- _Try it_
In the report on the sugarcane growers' seminar, what amount of quality premium was outstanding against mill owners?

- _Page text_
★ ★ ★

He said at a seminar on the problems of sugarcane growers organised by the board in Hadi Bux Rind village near Nasarpur that the provincial government should make the sugar mills pay officially-fixed rate of Rs67 per 40 kilogramme to growers and ensure they also paid them arrears.
He urged the growers not to supply sugarcane to brokers and sugar mills’ agents at prices less than the official rate and lashed out at mill owners for their refusal to pay official rate, delay in payment of arrears, purchase of cane through middlemen at reduced price and faulty weights and measures.
Mr Nizamani said that the board had foiled the mills conspiracy to get the price of sugarcane brought down from Rs67 per 40kg to Rs60 per 40kg in the original notification.
He said that the sugar mills would have to pay them official rate and advised growers not to sell their crop to the mills’ agents at reduced rates and obtain proper receipts from the mills for their produce.
He said that the board had provided detailed and correct statistics on sugarcane to the government and informed it that if the price was reduced even by one single rupee, the consequences would be extremely serious.
He feared that the cultivation of sugarcane in the non-sugarcane growing areas was adversely affecting wheat and cotton crops and leading to acute shortage of water.
He argued that when Punjab was being paid premium on its Basmati rice, good quality cotton and other crops, there was no reason why the cane growers of Sindh should not be paid premium because Sindh's sugarcane produced more than 4kg of additional sugar from one maund of sugarcane when compared to the Punjab’s.
He pointed out that Rs7 billion in the shape of quality premium had been outstanding against mill owners as the mill owners’ appeal was pending in the Supreme Court.
He slammed the middlemen and brokers, who he said were exploiting the growers. When a sugar mill in Ghotki was paying Rs67 per 40kg to the growers on time why couldn’t other mills do the same.

★ ★ ★

- _Supplied material_
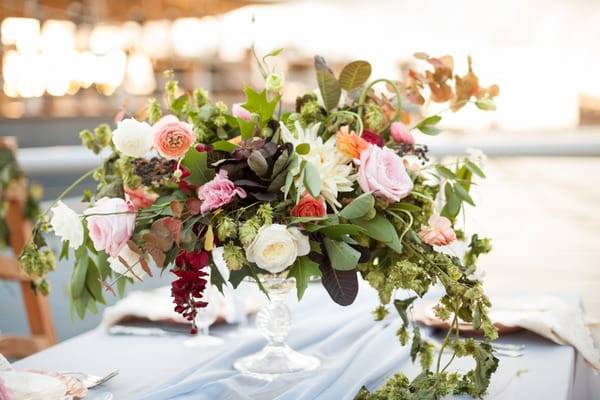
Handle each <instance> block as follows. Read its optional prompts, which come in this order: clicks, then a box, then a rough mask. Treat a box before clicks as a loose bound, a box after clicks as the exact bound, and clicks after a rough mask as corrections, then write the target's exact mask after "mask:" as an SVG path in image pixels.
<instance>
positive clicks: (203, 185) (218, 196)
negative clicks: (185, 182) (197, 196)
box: [198, 169, 246, 214]
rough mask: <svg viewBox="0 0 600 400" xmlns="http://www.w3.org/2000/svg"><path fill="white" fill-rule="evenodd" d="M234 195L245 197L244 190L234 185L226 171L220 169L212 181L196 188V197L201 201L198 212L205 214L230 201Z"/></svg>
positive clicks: (225, 203)
mask: <svg viewBox="0 0 600 400" xmlns="http://www.w3.org/2000/svg"><path fill="white" fill-rule="evenodd" d="M235 195H238V196H239V197H241V198H244V197H246V191H245V190H244V189H242V188H238V187H236V186H235V185H234V183H233V182H231V181H230V180H229V179H228V178H227V171H226V170H224V169H222V170H220V171H219V174H218V175H217V176H215V177H214V179H213V180H212V181H210V182H207V183H205V184H204V185H202V186H200V187H199V188H198V198H199V199H200V200H201V201H202V205H201V206H200V212H201V213H202V214H205V213H206V212H208V211H211V210H216V209H217V208H219V207H221V206H222V205H225V204H228V203H229V202H231V200H233V198H234V196H235Z"/></svg>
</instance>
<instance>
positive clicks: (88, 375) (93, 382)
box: [61, 370, 119, 389]
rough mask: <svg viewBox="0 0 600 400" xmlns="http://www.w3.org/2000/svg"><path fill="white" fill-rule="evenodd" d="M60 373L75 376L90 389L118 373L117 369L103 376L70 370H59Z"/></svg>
mask: <svg viewBox="0 0 600 400" xmlns="http://www.w3.org/2000/svg"><path fill="white" fill-rule="evenodd" d="M61 374H63V375H68V376H72V377H74V378H77V379H79V380H80V381H81V383H83V385H84V386H85V387H86V388H87V389H91V388H95V387H96V386H100V385H102V384H103V383H105V382H107V381H109V380H111V379H112V378H114V377H115V376H117V375H119V370H115V371H112V372H110V373H108V374H106V375H105V376H102V377H99V376H96V375H90V374H86V373H85V372H71V371H67V372H61Z"/></svg>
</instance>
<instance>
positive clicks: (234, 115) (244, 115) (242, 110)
mask: <svg viewBox="0 0 600 400" xmlns="http://www.w3.org/2000/svg"><path fill="white" fill-rule="evenodd" d="M231 113H232V114H233V116H234V117H236V118H241V119H243V120H245V121H249V120H250V115H251V114H250V111H248V110H246V109H245V108H244V107H242V103H235V104H234V105H233V106H231Z"/></svg>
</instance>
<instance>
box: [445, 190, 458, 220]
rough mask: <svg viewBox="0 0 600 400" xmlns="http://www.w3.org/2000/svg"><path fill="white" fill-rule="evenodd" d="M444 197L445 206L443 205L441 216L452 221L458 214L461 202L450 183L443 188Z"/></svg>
mask: <svg viewBox="0 0 600 400" xmlns="http://www.w3.org/2000/svg"><path fill="white" fill-rule="evenodd" d="M444 195H445V196H446V205H444V208H443V209H442V213H441V215H442V216H443V217H446V218H449V219H451V220H452V219H454V218H456V216H457V215H458V213H459V212H460V205H461V200H460V197H458V195H457V194H456V192H455V191H454V187H453V186H452V184H451V183H450V182H447V183H446V185H445V186H444Z"/></svg>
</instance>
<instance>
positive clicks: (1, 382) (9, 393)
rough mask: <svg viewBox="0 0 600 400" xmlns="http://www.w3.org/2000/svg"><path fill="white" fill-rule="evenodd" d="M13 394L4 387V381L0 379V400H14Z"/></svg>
mask: <svg viewBox="0 0 600 400" xmlns="http://www.w3.org/2000/svg"><path fill="white" fill-rule="evenodd" d="M15 399H16V397H15V394H14V393H13V392H12V390H10V389H9V388H7V387H6V386H5V385H4V381H3V380H2V378H0V400H15Z"/></svg>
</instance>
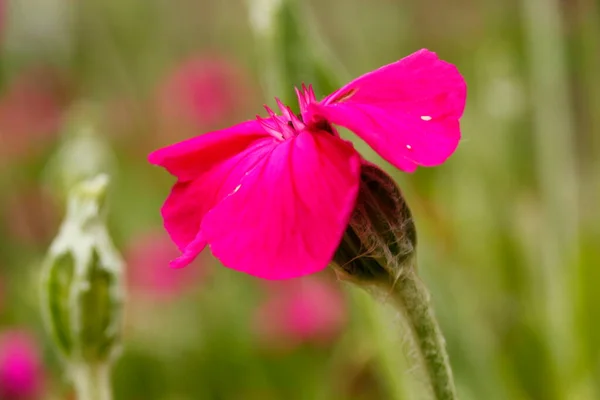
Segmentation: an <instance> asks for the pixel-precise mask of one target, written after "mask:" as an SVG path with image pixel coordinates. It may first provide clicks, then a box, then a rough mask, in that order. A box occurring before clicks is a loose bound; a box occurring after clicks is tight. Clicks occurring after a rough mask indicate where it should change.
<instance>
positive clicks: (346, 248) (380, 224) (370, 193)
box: [333, 164, 417, 284]
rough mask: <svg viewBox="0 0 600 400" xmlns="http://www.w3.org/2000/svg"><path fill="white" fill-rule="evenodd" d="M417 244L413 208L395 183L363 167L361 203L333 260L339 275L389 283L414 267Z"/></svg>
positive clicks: (376, 282)
mask: <svg viewBox="0 0 600 400" xmlns="http://www.w3.org/2000/svg"><path fill="white" fill-rule="evenodd" d="M416 242H417V232H416V229H415V225H414V222H413V219H412V215H411V212H410V209H409V208H408V205H407V204H406V202H405V201H404V197H403V196H402V193H401V192H400V189H399V188H398V186H397V185H396V183H395V182H394V180H393V179H392V178H391V177H390V176H389V175H388V174H386V173H385V172H384V171H382V170H381V169H379V168H378V167H377V166H375V165H372V164H363V165H362V167H361V181H360V190H359V194H358V200H357V202H356V206H355V208H354V212H353V214H352V218H351V220H350V223H349V224H348V228H347V229H346V232H345V234H344V237H343V239H342V242H341V243H340V246H339V247H338V249H337V251H336V254H335V256H334V260H333V261H334V269H335V271H336V273H337V274H338V275H339V276H340V277H341V278H343V279H345V280H350V281H355V282H357V283H359V282H360V283H367V284H377V283H389V281H390V280H396V279H397V278H398V277H399V276H400V275H401V274H402V273H403V272H405V270H406V269H407V268H411V261H412V259H413V257H414V256H415V254H416Z"/></svg>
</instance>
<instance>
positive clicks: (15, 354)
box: [0, 330, 44, 400]
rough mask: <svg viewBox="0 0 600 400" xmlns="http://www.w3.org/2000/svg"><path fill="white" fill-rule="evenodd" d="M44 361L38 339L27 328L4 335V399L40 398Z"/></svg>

★ ★ ★

- _Problem solution_
Rs7 billion.